EXERCISE TASKS:
a - Check statements (i), (ii), and (iii) against the option agreement text. For each one, answer yes or no and quote the words of the text that settle it.

(i) When the Agreement and the Plan conflict, the Agreement's terms control.
(ii) The Board can modify a provision that contravenes Section 409A without the Optionee's consent.
(iii) The Optionee holds an interest in the covered Shares before they are issued.
b - Carry the option agreement text forward, starting after its last sentence.

TEXT TO READ:
-=-=-=-=-
If at any time during the term of the Option, the Company shall be
advised by its counsel that Shares issuable upon exercise of the Option are
required to be registered under the Federal Securities Act of 1933, as amended
(the “1933 Act”), or under applicable state securities laws, or that delivery of
such Shares must be accompanied or preceded by a prospectus meeting the
requirements of the 1933 Act or of any applicable state securities laws,
issuance of Shares by the Company may be deferred until such registration is
effected or a prospectus available or an appropriate exemption from registration
is secured.  The Optionee shall have no interest in the Shares covered
by this Option unless and until such Shares are issued.  The Optionee
agrees and acknowledges that the Option may not be exercised unless the
foregoing conditions are satisfied.

     

    10. Subject
to the Plan.  This Agreement shall be subject to and governed
by all the terms and conditions of the Plan.  A copy of the Plan has
been delivered to the Optionee and is hereby incorporated by
reference.  In the event of any discrepancy or inconsistency between
the terms and conditions of this Agreement and of the Plan, the terms and
conditions of the Plan shall control.

     

    11. Code
Section 409A.  This Option is
intended to be exempt from Section 409A of the Code, and the regulations and
guidance promulgated thereunder (“Section 409A”).  Notwithstanding the
foregoing or any provision of this Option to the contrary, if any provision of
this Option contravenes Section 409A or could cause the Optionee to incur any
tax, interest or penalties under Section 409A, the Board may, in its sole
discretion and without the Optionee’s consent, modify such provision to comply
with, or avoid being subject to, Section 409A, or to avoid the incurrence of
taxes, interest and penalties under Section 409A.
-=-=-=-=-
DATA SUPPLIED:
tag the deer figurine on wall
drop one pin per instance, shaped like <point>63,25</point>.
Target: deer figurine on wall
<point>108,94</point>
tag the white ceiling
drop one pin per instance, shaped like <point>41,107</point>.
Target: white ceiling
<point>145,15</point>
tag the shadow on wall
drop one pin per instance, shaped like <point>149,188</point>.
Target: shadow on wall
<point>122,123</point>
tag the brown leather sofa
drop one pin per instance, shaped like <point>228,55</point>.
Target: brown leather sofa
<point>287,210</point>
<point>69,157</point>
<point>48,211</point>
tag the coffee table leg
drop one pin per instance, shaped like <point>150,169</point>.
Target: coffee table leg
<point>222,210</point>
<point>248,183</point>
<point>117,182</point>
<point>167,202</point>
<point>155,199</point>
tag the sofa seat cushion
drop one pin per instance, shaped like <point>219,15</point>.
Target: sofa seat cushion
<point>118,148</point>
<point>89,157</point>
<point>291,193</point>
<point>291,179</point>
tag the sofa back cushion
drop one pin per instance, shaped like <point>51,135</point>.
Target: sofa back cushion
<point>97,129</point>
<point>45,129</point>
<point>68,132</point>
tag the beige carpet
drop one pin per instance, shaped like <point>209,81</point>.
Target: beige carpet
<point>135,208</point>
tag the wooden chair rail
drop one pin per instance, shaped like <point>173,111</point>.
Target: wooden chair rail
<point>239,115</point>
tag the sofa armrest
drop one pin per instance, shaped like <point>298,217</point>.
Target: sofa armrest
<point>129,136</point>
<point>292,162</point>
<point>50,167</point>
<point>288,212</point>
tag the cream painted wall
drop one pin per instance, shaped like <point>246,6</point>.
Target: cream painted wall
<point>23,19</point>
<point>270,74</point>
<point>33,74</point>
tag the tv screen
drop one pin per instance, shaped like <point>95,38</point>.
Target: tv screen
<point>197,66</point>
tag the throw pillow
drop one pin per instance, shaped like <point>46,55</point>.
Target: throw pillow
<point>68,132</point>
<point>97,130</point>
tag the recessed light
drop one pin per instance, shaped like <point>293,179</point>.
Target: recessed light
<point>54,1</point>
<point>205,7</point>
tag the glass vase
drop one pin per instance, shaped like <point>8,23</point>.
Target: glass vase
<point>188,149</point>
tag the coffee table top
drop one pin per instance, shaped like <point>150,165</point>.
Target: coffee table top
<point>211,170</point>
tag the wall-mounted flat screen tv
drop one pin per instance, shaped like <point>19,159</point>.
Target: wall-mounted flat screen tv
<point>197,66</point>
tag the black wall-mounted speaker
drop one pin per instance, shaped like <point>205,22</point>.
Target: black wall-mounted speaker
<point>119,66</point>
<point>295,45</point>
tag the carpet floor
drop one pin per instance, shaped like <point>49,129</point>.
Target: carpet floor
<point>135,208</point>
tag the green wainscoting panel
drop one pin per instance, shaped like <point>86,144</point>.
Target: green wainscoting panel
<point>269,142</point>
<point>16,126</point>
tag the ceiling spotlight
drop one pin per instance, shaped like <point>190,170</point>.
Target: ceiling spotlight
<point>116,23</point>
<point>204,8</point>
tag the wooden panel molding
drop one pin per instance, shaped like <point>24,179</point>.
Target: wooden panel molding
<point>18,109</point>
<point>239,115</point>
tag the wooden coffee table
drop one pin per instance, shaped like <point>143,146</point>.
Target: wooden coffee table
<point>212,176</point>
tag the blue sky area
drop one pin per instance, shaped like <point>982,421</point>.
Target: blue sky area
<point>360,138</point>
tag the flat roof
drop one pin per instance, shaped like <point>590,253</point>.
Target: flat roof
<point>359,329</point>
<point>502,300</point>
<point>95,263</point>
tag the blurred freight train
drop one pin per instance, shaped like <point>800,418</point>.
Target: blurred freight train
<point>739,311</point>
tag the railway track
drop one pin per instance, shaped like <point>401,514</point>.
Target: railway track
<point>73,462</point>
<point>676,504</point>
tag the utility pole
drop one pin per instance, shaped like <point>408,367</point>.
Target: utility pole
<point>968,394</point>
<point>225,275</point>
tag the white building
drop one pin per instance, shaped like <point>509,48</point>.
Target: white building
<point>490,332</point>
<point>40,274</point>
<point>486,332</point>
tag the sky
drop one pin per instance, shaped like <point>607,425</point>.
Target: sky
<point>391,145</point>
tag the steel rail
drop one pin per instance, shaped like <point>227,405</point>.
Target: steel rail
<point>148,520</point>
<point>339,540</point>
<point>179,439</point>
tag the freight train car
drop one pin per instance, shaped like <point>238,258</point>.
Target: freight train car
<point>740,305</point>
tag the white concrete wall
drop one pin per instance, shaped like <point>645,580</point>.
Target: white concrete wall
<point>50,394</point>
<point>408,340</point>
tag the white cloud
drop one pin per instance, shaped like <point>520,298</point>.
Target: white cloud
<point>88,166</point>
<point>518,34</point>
-=-=-=-=-
SOLVED TASKS:
a -
(i) No: "the terms and conditions of the Plan shall control."
(ii) Yes: "the Board may, in its sole discretion and without the Optionee’s consent, modify such provision"
(iii) No: "The Optionee shall have no interest in the Shares covered by this Option unless and until such Shares are issued."

b -
    12. Interpretation.  The
interpretation and construction of any terms or conditions of the Plan, or of
this Agreement or other matters related to the Plan by the Committee shall be
final and conclusive.

     

    13. Enforceability.  This
Agreement shall be binding upon the Optionee and such Optionee’s estate,
personal representative and beneficiaries.

     

    
      
        
           

        

         

      

      
        9

        
        

      

      
         

      

    

    

     

    14. Governing
Law.  This Agreement
shall be governed and construed in accordance with the laws of the State of
Delaware (regardless of the law that might otherwise govern under applicable
Delaware principles of conflict of laws).

     

    IN WITNESS WHEREOF, the
Company has caused this Agreement to be duly executed by its officer thereunto
duly authorized, and the Optionee has hereunto set his or her hand, all as
effective as of the day and year first above written.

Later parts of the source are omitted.